+++ EXTRAIT PROPOSÉ

La sentence est tombée hier : les frères Sheik Imran et Khaleeloodeen Sumodhee, Abdool Naseeb Keramuth et Muhammad Shafeek Nawoor, accusés dans l'affaire l'Amicale, sont condamnés à perpétuité.  
 
Les proches des accusés laissent éclater leur détresse après le verdict hier après-midi.    
 
La salle d'audience était, peu avant midi hier, archicomble avec une atmosphère pesante. De nombreuses personnes s'étaient déplacées, certaines ne trouvant pas de places assises, pour le dénouement de l'affaire l'Amicale.  
 
Les avocats parlaient entre eux et les commentaires allaient bon train sur le verdict alors que les jurés se trouvaient dans la salle de délibérations. Les parents des accusés, anxieux avaient les yeux rivés sur ces derniers qui, l'air hagard, récitaient des prières en égrenant leurs chapelets. 
 
Accompagné de ses deux secrétaires, M. Poorndeo Ramchurn et Mme Meera Ramful, le juge-président Paul Lam Shang Leen fit son entrée dans la salle d'audience à 14h20. Les jurés prirent leurs sièges à peine une minute après. 
 
Avant le prononcé du verdict, le juge-président demanda aux accusés s'ils avaient quelque chose à dire. Ils répondirent : «Nous innocent dans sa zafaire là.» C'est dans un silence religieux que le foreman se leva, alors, pour annoncer la décision des jurés : les quatre accusés avaient été trouvés coupables à huit contre un. 
 
Il était 14h26 quand le juge- président annonça : «Penal servitude for life !» A ce moment précis, il semblerait que les accusés, visages crispés, n'ont pas trop bien compris le verdict. Puis le secrétaire du juge, M. Ramchurn, traduisit : «Missié juge fine condamne zotte à vie.»

++++++
+++ DONNÉES FOURNIES

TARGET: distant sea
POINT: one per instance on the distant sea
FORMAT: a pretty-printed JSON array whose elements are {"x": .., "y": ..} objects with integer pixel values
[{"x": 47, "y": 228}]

++++++

CONSIGNE: Dans l'extrait sur le verdict de l'affaire l'Amicale, à quelle heure le juge-président Paul Lam Shang Leen est-il entré dans la salle d'audience ?

BONNE RÉPONSE: À 14h20.